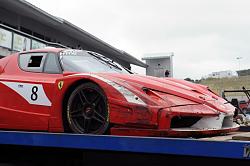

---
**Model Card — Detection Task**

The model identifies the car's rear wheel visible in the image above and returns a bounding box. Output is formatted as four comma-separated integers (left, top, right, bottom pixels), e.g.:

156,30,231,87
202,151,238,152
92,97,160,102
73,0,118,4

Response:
66,82,109,134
_____
**Problem to solve**. Report only the number of lines in the entries above that contain the string "comma", treating uppercase and lowercase as different.

**Answer to this task**. 1